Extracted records
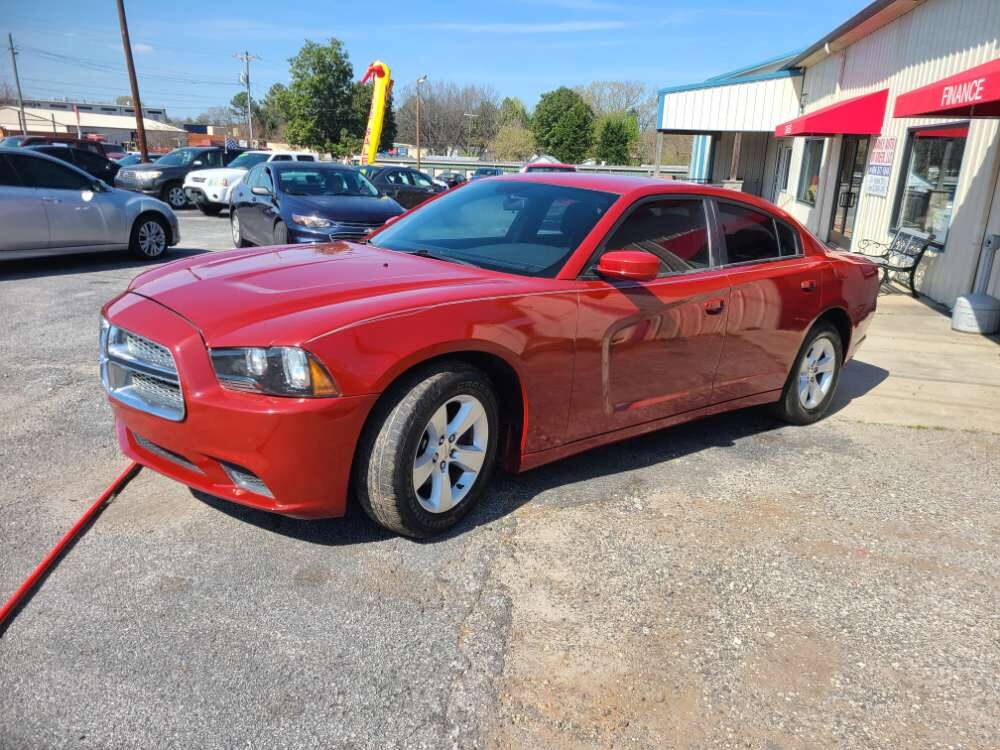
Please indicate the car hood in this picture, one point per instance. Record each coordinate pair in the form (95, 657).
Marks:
(289, 295)
(345, 207)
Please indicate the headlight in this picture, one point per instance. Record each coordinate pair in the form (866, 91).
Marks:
(316, 222)
(278, 371)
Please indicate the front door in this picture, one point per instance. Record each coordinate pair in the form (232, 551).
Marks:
(853, 158)
(649, 350)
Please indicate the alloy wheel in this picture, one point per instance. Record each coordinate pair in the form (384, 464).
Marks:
(152, 238)
(450, 453)
(816, 372)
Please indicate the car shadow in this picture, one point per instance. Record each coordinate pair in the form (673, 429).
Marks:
(508, 492)
(61, 265)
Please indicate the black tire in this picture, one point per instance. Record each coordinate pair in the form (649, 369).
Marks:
(174, 196)
(280, 233)
(791, 408)
(236, 229)
(395, 432)
(145, 241)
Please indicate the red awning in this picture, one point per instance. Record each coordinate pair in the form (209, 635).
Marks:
(974, 93)
(861, 115)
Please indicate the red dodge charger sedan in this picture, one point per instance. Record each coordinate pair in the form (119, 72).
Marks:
(515, 321)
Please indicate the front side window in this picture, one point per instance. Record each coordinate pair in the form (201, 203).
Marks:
(43, 173)
(812, 158)
(502, 225)
(675, 231)
(750, 235)
(930, 177)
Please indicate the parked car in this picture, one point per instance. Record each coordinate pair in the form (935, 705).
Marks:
(49, 207)
(281, 202)
(85, 144)
(408, 187)
(91, 163)
(543, 166)
(209, 189)
(482, 172)
(465, 335)
(165, 177)
(452, 179)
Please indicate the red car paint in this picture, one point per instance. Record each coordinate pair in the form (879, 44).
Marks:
(580, 362)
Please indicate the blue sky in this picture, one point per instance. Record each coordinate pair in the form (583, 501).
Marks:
(184, 49)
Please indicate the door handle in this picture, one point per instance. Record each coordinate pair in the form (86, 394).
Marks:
(714, 306)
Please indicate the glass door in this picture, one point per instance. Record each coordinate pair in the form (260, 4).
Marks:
(850, 175)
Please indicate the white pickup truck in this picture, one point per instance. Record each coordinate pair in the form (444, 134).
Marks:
(209, 189)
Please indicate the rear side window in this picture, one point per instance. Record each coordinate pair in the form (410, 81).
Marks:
(675, 231)
(750, 235)
(43, 173)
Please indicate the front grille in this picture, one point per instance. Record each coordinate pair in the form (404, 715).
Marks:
(140, 373)
(162, 452)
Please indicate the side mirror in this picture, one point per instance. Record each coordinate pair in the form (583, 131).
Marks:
(630, 265)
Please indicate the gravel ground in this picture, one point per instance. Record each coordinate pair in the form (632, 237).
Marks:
(729, 583)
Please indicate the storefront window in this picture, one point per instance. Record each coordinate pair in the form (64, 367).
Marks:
(812, 157)
(930, 176)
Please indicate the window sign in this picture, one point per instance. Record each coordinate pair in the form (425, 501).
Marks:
(880, 166)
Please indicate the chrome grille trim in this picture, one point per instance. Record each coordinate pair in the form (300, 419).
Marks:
(140, 373)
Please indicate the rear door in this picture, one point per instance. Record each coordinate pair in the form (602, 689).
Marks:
(77, 215)
(22, 213)
(649, 350)
(776, 295)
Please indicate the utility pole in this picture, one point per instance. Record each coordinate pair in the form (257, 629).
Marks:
(420, 80)
(246, 57)
(140, 127)
(17, 82)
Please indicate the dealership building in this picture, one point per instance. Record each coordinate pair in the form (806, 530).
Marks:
(888, 122)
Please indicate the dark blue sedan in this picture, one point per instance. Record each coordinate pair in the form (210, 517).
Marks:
(278, 203)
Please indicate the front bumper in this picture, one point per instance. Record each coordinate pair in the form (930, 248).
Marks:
(301, 449)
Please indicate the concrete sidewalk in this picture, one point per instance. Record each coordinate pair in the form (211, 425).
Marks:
(913, 370)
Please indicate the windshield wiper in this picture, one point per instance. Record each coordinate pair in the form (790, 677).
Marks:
(425, 253)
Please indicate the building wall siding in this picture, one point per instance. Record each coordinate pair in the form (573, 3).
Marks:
(936, 39)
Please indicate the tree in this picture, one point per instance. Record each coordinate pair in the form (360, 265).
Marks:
(513, 143)
(321, 99)
(513, 112)
(563, 124)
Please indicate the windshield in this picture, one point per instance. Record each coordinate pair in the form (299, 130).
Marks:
(505, 225)
(179, 157)
(307, 180)
(247, 160)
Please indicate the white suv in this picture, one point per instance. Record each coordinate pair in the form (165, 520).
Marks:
(209, 189)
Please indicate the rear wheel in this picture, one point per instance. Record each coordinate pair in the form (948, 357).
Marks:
(813, 380)
(234, 225)
(174, 196)
(149, 237)
(428, 452)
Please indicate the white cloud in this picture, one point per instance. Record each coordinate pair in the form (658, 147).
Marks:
(557, 27)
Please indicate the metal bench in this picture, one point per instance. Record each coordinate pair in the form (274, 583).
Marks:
(898, 258)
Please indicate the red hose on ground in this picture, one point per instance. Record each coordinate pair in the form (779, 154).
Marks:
(43, 567)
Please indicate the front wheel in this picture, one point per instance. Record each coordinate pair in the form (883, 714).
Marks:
(428, 451)
(813, 380)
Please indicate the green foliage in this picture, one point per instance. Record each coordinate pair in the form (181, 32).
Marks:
(321, 108)
(563, 124)
(617, 138)
(513, 143)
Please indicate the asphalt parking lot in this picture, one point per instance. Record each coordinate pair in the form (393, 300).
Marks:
(729, 583)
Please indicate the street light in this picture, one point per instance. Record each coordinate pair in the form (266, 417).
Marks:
(420, 80)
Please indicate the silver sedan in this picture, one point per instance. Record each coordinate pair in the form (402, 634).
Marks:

▶ **DIRECTION**: Switch every "Marks" in the data above to "Points" and change nothing else. Reproduce all of the data with that change, leaving out the pictures.

▶ **WRITTEN REPLY**:
Please indicate the car hood in this picture, one point per instance. Record each coordinate pair in the form (95, 657).
Points:
(289, 295)
(345, 207)
Please indicate the headlight in this picture, one point per instance. Record each coordinate pair in the form (866, 91).
Points:
(316, 222)
(278, 371)
Please indicate the front door in this picture, one point per instance. Record each coordinate pair in the form (232, 551).
Points:
(853, 158)
(649, 350)
Please indicate the alloy wheel in this picture, one point per instance. Record each coordinate pair in the form (384, 464).
Points:
(152, 238)
(450, 453)
(816, 372)
Please indicate the car shadow in this picture, one point per instance. Record each coordinate pair in the form (673, 429).
Points:
(508, 492)
(61, 265)
Please indicate the black tire in this picture, one point per instance. Record each coordinate pair in the form (649, 369).
Points:
(174, 196)
(280, 233)
(791, 408)
(236, 229)
(395, 432)
(145, 241)
Please indicate the red awning in this picture, one point per instance. Record each coordinate pair in the form (209, 635).
Points:
(974, 93)
(861, 115)
Please indicate the red dodge charger sedan in this picture, one point per instance. Record each coordinate pair in the form (119, 72).
Points:
(515, 321)
Please indicate the front side window in this picture, one point per instance. Record each coordinate pair in the form (201, 203).
Points:
(43, 173)
(812, 158)
(502, 225)
(675, 231)
(750, 235)
(930, 177)
Please indicate the parked car in this picture, one point per instance. Record each coordinate pair in the form (935, 705).
Points:
(49, 207)
(281, 202)
(85, 144)
(408, 187)
(91, 163)
(543, 166)
(209, 189)
(482, 172)
(465, 335)
(165, 177)
(452, 179)
Please indicate the red car paint in this picture, one point per instance. Record each coordinate pair in the form (879, 44).
Points:
(580, 362)
Please indicate the blue sky in this picture, one point per instance. Record each coordinate pair in the form (583, 501).
Points:
(184, 49)
Please indicate the door handle in this picture, one point per instance. Record each coordinate pair in the form (86, 394).
Points:
(714, 306)
Please indicate the glass door in this picture, one point per instance. Record each coordinate pair in the form (260, 4).
Points:
(850, 175)
Please indicate the white pickup truck in this picture, one point per instance. Record each coordinate pair in the form (444, 134).
Points:
(209, 189)
Please indicate the rear side window in this picture, one point per instance. Record each coordinate pair in the form (410, 81).
Points:
(675, 231)
(750, 235)
(43, 173)
Please indicate the front grille in this picture, one point per instance. Record each coordinate pair in the form (404, 715).
Points:
(140, 373)
(162, 452)
Please indicate the side mirror in this picture, one point per instance. Record each coordinate pair in the form (583, 131).
Points:
(630, 265)
Please indicate the gravel ground in this picture, one point per instance. Record each coordinate pair in the form (632, 237).
Points:
(729, 583)
Please indicate the storefront window in this picture, one point per instance. Record each coordinate pair in the form (64, 367).
Points:
(812, 157)
(930, 176)
Please indicate the window sign in this picture, one point per instance. Record each coordinate pair in the form (425, 501).
Points:
(880, 166)
Please indicate the chrome grille trim in this picture, one point per instance. Record each coordinate pair in the form (300, 419).
Points:
(140, 373)
Please indicate the rear door in this picture, one point per instance. Record each coordinate pair in the form (602, 689).
Points:
(77, 215)
(22, 213)
(649, 350)
(776, 295)
Please indicate the utility pole in this picture, one point per instance. Record each coordinate pair in the form (257, 629).
Points:
(420, 80)
(246, 57)
(140, 127)
(17, 82)
Please indicate the dealership building in this picture, one point per instance. Record each coordinate pair in the form (806, 530).
Points:
(888, 122)
Please indicate the dark blue sedan in this picture, one point per instance. Record each coordinate pair in the form (210, 517).
Points:
(278, 203)
Please indicate the front bumper in this picture, one point per instance. Record each coordinate pair in the form (930, 248).
Points:
(301, 449)
Please indicate the concrete sidewalk in this picture, one point per instance. Record each coordinate pair in the form (211, 425).
Points:
(913, 370)
Please indicate the windshield wiper in this picture, one point per instance. Record each coordinate pair in the form (790, 677).
Points:
(425, 253)
Please indicate the building wall siding in this picture, one point per instance. Record each coordinate pair in the form (573, 3).
Points:
(936, 39)
Please indicate the tree in this picture, one point per instance. Record each coordinate pair in the form (360, 265).
Points:
(513, 143)
(321, 99)
(513, 112)
(563, 124)
Please indicate the windshield in this picture, one point per instance. Record each coordinate pair in the form (299, 130).
Points:
(505, 225)
(179, 157)
(307, 180)
(247, 160)
Please indicate the white suv in this picture, one point per instance. Record each coordinate pair in the form (165, 520).
Points:
(209, 189)
Please indicate the rear wheel in this picture, one point per instance. Record each coordinate pair in the form (948, 357).
Points:
(813, 380)
(234, 225)
(174, 196)
(149, 237)
(428, 452)
Please indicate the white cloud in this picture, one point per instance. Record each coordinate pair in the form (658, 147).
Points:
(557, 27)
Please indicate the metal bench in this picture, one point per instance. Record each coordinate pair in the form (274, 583).
Points:
(898, 258)
Please indicate the red hose on ground in this picture, one point per instance. Record each coordinate pair in the form (779, 154).
Points:
(43, 567)
Please indicate the front wheel in this picture, one point per instance. Record each coordinate pair in the form (883, 714).
Points:
(428, 451)
(813, 380)
Please indicate the green foliage in this picture, one point per instance. Record each coordinate pair in the form (181, 32).
Points:
(321, 108)
(563, 124)
(617, 138)
(513, 143)
Please indicate the asphalt parking lot in this picture, one point per instance. Record each coordinate pair in the form (393, 300).
Points:
(729, 583)
Please indicate the street light in this picture, one point per instance. Record each coordinate pair in the form (266, 417).
Points:
(420, 80)
Please indicate the silver sedan in this picture, one point per instance. Record each coordinate pair in the form (402, 634).
Points:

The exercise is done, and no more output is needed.